Information given =
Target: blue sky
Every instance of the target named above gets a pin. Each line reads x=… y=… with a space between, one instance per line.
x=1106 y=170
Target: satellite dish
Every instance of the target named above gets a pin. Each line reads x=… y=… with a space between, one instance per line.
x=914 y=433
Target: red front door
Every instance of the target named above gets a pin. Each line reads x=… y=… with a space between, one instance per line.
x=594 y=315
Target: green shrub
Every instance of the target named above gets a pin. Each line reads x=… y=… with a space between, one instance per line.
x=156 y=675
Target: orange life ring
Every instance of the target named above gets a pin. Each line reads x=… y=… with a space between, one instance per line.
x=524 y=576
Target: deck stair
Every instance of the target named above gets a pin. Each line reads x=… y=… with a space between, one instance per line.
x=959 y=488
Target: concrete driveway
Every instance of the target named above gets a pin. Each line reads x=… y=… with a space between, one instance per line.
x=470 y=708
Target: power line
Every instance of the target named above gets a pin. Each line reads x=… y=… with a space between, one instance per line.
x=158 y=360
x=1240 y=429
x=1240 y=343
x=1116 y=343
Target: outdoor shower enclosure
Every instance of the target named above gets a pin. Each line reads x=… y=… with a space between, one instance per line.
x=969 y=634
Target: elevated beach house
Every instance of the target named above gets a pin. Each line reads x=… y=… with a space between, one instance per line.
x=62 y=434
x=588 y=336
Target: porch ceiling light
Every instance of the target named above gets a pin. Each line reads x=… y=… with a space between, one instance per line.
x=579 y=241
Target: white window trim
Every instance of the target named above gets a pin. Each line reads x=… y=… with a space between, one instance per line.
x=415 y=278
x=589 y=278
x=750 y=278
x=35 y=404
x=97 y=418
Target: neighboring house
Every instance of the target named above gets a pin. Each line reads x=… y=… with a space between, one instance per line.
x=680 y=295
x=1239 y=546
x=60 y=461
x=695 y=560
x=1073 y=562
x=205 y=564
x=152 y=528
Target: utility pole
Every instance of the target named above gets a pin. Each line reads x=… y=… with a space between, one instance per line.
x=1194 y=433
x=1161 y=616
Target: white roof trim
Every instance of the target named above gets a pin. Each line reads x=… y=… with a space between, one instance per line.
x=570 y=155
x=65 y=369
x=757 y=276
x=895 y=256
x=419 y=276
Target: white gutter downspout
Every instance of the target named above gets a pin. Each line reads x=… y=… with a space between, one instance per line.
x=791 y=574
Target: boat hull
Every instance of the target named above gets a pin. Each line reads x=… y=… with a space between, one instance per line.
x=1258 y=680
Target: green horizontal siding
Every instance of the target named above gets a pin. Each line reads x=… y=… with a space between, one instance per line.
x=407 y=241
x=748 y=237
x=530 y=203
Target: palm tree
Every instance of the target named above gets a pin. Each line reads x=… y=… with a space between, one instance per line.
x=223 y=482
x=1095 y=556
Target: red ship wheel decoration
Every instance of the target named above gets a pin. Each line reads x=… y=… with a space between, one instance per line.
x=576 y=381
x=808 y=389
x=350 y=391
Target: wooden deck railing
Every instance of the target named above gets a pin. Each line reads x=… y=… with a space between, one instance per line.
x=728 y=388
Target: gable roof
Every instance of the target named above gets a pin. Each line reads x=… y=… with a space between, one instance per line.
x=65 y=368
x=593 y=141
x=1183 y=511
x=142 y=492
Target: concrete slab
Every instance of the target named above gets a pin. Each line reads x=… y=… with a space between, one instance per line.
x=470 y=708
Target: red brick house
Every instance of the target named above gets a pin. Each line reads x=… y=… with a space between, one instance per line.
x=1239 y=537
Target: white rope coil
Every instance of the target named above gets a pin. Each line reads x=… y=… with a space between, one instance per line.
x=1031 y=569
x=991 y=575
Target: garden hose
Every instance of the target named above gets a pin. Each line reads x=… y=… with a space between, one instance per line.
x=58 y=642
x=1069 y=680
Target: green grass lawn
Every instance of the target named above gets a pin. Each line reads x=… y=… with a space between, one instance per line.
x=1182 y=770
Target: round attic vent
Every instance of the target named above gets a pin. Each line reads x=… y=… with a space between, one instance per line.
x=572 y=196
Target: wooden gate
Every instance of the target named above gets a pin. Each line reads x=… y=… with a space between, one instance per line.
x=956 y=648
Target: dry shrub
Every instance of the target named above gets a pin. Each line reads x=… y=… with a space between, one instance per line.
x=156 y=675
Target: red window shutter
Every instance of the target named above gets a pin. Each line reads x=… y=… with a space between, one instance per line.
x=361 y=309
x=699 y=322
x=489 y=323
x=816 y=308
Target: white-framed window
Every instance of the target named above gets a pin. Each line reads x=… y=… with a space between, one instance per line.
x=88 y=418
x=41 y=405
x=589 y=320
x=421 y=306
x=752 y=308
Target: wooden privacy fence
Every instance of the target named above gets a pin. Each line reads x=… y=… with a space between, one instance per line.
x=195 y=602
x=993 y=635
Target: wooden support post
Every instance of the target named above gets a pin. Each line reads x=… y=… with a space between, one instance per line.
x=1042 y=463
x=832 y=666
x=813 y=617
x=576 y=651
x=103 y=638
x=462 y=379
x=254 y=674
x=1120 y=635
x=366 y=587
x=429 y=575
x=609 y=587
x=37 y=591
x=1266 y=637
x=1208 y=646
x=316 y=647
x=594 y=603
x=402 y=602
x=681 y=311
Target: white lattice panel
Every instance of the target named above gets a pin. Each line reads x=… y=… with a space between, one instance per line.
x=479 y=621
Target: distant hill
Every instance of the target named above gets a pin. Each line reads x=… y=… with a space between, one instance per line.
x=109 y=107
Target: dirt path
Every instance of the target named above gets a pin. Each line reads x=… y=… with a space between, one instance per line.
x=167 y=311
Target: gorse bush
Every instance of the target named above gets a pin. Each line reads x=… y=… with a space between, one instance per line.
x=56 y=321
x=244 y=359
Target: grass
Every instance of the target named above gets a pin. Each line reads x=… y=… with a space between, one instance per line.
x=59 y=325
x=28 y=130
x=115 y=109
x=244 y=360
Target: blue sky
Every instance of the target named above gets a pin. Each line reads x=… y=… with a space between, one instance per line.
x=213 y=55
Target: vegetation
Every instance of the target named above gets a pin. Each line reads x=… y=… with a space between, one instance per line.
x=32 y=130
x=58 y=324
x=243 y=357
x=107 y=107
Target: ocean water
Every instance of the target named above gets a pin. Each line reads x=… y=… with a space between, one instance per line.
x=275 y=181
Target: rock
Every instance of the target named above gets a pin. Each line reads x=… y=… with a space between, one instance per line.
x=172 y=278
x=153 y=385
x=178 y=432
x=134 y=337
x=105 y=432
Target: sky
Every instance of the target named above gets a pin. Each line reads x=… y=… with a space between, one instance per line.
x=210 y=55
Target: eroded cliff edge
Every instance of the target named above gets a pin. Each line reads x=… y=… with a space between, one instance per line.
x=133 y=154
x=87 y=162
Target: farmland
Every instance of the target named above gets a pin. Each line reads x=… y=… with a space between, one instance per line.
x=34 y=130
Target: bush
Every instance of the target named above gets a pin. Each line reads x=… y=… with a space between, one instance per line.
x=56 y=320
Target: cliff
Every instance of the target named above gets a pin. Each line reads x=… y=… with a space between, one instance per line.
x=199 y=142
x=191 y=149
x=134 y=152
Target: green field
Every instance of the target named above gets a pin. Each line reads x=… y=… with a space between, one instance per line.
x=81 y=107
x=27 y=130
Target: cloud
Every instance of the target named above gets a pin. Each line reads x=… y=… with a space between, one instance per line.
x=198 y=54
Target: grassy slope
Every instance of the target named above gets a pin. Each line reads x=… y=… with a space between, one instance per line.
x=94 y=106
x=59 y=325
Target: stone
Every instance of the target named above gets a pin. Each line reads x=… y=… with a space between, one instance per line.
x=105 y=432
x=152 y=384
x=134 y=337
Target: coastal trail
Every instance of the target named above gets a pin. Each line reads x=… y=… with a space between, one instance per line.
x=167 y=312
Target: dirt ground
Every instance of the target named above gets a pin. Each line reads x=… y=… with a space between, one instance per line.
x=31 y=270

Your task = Could you rewrite the material from the line with "Target: green shrub" to the line with "x=588 y=336", both ends included, keeping every line and adding 54 to each x and y coordinate?

Solution to the exercise =
Target: green shrub
Every instance of the target named above gets a pin. Each line reads x=… y=… with a space between, one instance per line.
x=210 y=729
Target: orange life ring
Every instance of the target named above gets a pin. Each line reads x=… y=… with a space between, one instance per line.
x=578 y=630
Target: deck stair
Every instance of the target named above gets a pin. Each line reads x=… y=… with a space between, one instance per line.
x=1013 y=542
Target: concrete driveway
Every instance of the target named above gets a pin. Each line reads x=… y=… with a space between, one instance per line.
x=524 y=762
Target: power line
Every instance of the target named above gets a pin. Each line reads x=… y=… with a space between, one instance per line.
x=212 y=414
x=1294 y=483
x=1294 y=397
x=1170 y=397
Target: outdoor shower enclosure
Every instance of the target named above gets a pin. Each line reads x=… y=… with a space between, one instance per line.
x=1023 y=688
Target: elevated beach house
Every instance of the target named above gets a pin. Each line reads x=… y=… with a space between, one instance per line.
x=116 y=488
x=642 y=390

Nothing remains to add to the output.